§ **Task requirements**: Update the entries starting with the line that contains "Annotation task — locate each instance of the tree" and going on through the line that contains "Annotation task — locate each instance of the drone", changing "marker" to "point" and keeping everything else unchanged. Return only those lines.

Data entries:
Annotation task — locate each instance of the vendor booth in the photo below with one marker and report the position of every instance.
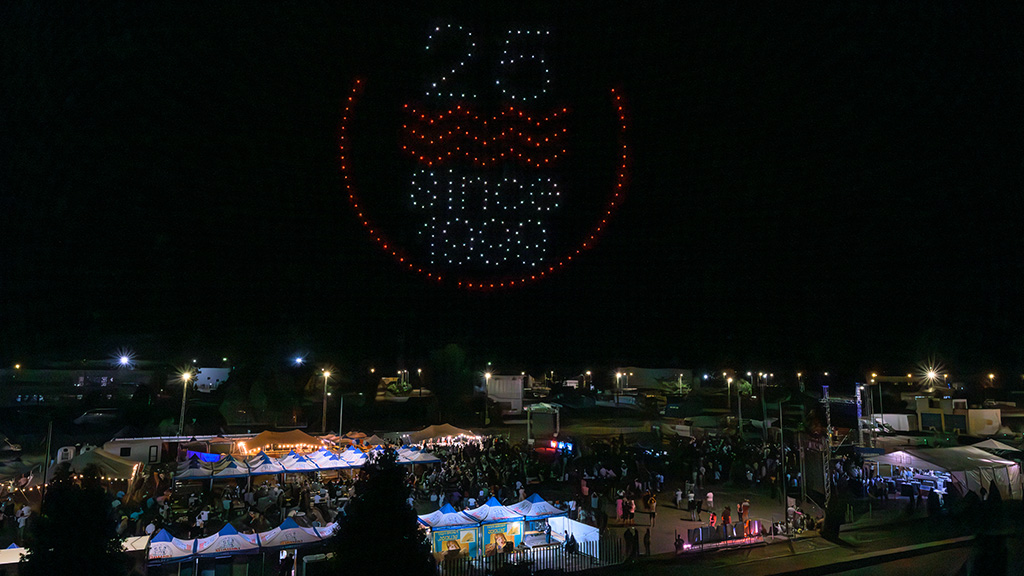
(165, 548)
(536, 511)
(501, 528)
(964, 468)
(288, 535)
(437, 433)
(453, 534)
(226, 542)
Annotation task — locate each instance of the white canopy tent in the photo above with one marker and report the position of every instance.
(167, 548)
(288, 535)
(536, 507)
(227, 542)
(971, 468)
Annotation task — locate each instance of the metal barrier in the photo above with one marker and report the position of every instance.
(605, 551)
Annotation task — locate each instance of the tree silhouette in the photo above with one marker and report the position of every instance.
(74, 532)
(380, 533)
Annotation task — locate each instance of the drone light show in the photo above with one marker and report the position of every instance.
---
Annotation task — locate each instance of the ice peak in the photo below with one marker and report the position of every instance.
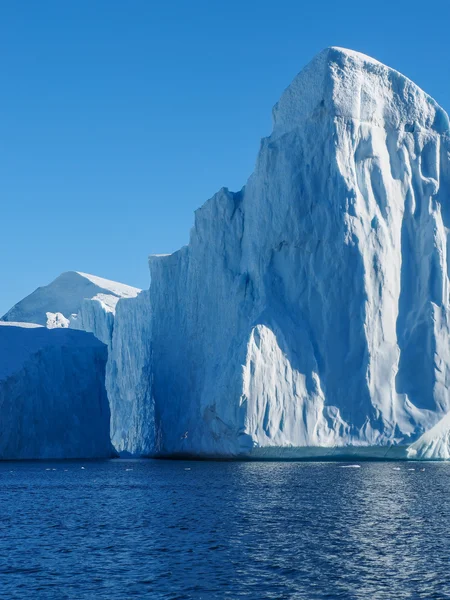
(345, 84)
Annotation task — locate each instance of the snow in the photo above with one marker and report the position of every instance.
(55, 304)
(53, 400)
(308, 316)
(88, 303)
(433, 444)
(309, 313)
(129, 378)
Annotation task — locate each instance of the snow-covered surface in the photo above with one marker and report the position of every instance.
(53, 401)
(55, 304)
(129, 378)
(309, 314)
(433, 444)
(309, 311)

§ **Task answer**:
Annotation task — locate each instance of the tree silhouette in the photo above with one point and report the position of every instance.
(74, 532)
(380, 533)
Annotation task — locate each instance of the drone light show in the photo above with one point and report the position of every instance.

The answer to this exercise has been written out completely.